▶ [CONSIGNE] Recopiez le passage de l'extrait commençant par « Est-ce que la » et allant jusqu'à « le suivre ? », en remplaçant « pauvres » par « indigents ».

++++ EXTRAIT

Est-ce que la fidélité à
Jésus implique, oui ou non, une option préférentielle pour les
« pauvres » à qui d’abord Jésus a porté son message ?
Est-ce que le
judéo-christianisme de Paul, qui ignore la vie humaine de Jésus, peut nous
conduire à croire que Jésus est un second David, condottieri au service de
n’importe quel pouvoir ?
L'attitude de Paul,
demandant aux riches de faire aux pauvres l'aumône de leur
« superflu », sans pour cela se mettre dans la gêne, est-elle
compatible avec l'appel de Jésus à se dépouiller de « tout », si l'on
veut le suivre ?
Peut-on dire enfin, dans
l’esprit de la création d'un judaïsme réformé (Jésus étant seulement le messie
d’Israël) que Jésus est le messie d’Israël, que le vrai Dieu est celui d’Israël
et que Jésus n'est plus que l'acteur obéissant d'un scénario écrit dans
l'Ancien Testament, n'ayant pas creusé cette brèche immense dans l'histoire des
hommes et des dieux, en faisant émerger la transcendance non du pouvoir d'un Roi,
mais du dénuement du plus démuni des hommes ?
Le judaïsme réformé de
Paul restaure le pouvoir du « Dieu des armées ». A Jésus il fait dire
après sa mort, le contraire de ce qu’il a professé toute sa vie : il en
refait un Dieu tout-puissant qui reviendra « avec les anges de sa
puissance ».
Nos «croyances»

++++++++
++++ MATÉRIEL FOURNI

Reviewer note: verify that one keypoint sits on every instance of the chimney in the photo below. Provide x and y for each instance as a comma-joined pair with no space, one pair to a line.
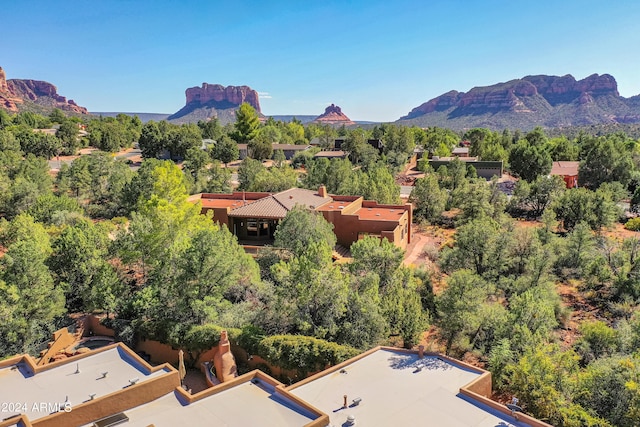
223,360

++++++++

▶ [RÉSULTAT]
Est-ce que la fidélité à
Jésus implique, oui ou non, une option préférentielle pour les
« indigents » à qui d’abord Jésus a porté son message ?
Est-ce que le
judéo-christianisme de Paul, qui ignore la vie humaine de Jésus, peut nous
conduire à croire que Jésus est un second David, condottieri au service de
n’importe quel pouvoir ?
L'attitude de Paul,
demandant aux riches de faire aux indigents l'aumône de leur
« superflu », sans pour cela se mettre dans la gêne, est-elle
compatible avec l'appel de Jésus à se dépouiller de « tout », si l'on
veut le suivre ?